--- begin Text extract ---

Single planetary mixers are relatively inexpensive, versatile, and can be constructed in a range of sizes. The popular features of this mixer are the possible use of multiple bowls and beater designs with the same mixer assembly.
The removable bowl design permits the mixing of one lot after another with minimum loss of production. While one bowl is attached to the mixer (in operation), the other can be loaded with material and made ready for mixing the next batch. In addition, a selection of beater designs is available and can be fitted depending on the product to be mixed. The different types of beater designs are represented in figure 2.
The most commonly used beaters are the batter, wire whip, and hook type. The batter beater is the used for cake batters and general mixing applications. The wire whip is used for beating egg foams and cream. The hook beater is used for mixing and kneading yeast dough, and bread or dough for pastry.
After the mixing is completed, the bowl is lowered and can be easily detached and removed from the mixer assembly. The mixer bowl can be removed by either lowering it beneath the beater, or raising the beater above the bowl. The lifting and lowering of the bowl is through a manual arrangement for small size mixers. For larger units either the bowl is lowered beneath the motor or the drive system along with the beater is raised above the bowl, using a motorized or hydraulically operated mechanical arrangement. The bowl can be moved away from the machine using a suitable trolley with wheels (usually termed as “dolly"). Figure 3 is the photograph of 150 litres single planetary mixer.
The discharge of the mixer bowl can be carried out by hand scooping or through a bottom discharge valve. For materials that do not flow easily, hydraulically operated automatic discharge systems may be used.
Since the planetary beater is mounted from above the mixer bowl, there are no packing glands or seals in contact with the product. This eliminates the possibility of product contamination due to sealing or packing material, as well as eliminating the need for repacking whenever there is a product change.
The single planetary mixers are available in small sizes suitable for home kitchens to production size units with capacities of 300 litres. The mixer motor may range from fractional horse power ratings for smaller sizes to about 10 - 15 HP for the 300 litres mixer, depending on the material to be mixed.

--- end Text extract ---
--- begin Entries shown ---

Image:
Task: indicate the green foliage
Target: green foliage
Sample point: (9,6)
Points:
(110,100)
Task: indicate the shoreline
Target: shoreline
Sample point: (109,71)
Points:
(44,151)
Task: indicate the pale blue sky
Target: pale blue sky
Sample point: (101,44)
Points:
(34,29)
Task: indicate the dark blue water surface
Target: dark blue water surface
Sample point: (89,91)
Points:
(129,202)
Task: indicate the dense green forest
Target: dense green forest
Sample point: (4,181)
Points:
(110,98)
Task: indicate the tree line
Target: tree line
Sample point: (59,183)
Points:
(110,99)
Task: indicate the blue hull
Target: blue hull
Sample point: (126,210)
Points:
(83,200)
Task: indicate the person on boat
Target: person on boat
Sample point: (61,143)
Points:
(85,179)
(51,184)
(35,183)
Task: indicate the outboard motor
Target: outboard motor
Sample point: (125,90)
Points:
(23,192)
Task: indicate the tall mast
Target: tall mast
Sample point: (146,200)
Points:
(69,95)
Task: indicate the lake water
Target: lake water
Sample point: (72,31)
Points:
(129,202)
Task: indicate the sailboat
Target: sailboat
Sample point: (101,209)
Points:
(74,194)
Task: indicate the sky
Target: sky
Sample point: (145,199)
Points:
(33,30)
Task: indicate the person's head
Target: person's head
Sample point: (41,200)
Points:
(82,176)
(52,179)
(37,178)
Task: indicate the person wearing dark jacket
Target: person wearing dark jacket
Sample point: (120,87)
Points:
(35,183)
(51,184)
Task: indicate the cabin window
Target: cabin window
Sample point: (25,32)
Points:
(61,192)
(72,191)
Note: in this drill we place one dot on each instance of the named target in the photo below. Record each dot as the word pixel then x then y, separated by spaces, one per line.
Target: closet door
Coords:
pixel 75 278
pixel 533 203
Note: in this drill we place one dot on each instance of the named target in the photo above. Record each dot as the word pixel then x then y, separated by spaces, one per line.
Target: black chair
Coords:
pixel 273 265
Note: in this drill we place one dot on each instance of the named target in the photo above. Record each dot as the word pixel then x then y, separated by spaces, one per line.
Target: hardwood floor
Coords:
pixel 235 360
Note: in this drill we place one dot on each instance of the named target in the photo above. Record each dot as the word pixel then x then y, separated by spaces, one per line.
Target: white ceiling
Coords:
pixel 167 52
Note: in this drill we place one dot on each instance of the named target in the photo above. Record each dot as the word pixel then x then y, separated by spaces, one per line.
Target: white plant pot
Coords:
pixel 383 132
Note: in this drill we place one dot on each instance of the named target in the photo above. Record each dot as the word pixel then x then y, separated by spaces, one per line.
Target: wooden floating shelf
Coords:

--- end Entries shown ---
--- begin Entries shown ---

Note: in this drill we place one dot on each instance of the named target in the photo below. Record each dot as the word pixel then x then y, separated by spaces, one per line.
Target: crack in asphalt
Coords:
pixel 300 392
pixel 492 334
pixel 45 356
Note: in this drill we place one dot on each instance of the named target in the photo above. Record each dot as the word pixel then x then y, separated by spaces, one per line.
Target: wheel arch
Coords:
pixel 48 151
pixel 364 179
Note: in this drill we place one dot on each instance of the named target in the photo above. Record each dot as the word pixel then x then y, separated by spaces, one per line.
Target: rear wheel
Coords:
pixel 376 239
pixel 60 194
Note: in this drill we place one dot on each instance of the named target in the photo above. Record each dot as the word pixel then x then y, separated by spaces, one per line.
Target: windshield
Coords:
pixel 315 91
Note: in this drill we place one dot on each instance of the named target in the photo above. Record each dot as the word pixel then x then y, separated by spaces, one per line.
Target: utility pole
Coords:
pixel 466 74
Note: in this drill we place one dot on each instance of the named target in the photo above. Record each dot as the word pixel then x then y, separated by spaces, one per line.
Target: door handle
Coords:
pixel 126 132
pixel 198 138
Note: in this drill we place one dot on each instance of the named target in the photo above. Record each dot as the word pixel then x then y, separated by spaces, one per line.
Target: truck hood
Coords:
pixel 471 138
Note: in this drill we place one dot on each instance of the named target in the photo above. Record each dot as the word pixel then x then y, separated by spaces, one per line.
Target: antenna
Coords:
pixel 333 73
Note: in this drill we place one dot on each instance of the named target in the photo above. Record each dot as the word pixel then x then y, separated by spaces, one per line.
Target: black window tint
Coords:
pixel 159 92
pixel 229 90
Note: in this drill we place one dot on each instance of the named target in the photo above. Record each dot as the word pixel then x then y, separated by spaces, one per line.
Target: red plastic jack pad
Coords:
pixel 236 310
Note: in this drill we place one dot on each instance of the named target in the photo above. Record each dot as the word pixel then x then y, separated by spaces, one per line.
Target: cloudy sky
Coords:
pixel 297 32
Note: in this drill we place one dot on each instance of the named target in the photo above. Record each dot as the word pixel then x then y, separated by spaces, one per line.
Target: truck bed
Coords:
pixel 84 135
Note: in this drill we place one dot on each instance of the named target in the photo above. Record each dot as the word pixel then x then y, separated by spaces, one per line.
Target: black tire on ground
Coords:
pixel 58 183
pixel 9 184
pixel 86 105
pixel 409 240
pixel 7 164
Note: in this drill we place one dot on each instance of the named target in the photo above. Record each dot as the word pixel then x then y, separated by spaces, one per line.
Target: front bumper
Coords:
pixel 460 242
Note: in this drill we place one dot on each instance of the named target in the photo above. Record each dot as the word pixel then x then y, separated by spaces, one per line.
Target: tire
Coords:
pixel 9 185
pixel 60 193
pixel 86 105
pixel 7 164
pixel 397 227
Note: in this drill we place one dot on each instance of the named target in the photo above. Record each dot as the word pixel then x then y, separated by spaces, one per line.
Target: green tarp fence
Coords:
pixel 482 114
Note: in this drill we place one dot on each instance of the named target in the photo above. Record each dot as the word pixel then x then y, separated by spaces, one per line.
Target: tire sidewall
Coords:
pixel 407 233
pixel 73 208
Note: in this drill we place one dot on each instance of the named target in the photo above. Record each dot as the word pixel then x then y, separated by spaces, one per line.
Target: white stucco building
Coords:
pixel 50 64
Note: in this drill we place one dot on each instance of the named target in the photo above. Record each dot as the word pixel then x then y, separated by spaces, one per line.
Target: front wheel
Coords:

--- end Entries shown ---

## Instruction
Can you transcribe, word for word, the part of the planetary mixer text that opens with the words containing "The discharge of" and closes with "may be used."?

## Expected answer
The discharge of the mixer bowl can be carried out by hand scooping or through a bottom discharge valve. For materials that do not flow easily, hydraulically operated automatic discharge systems may be used.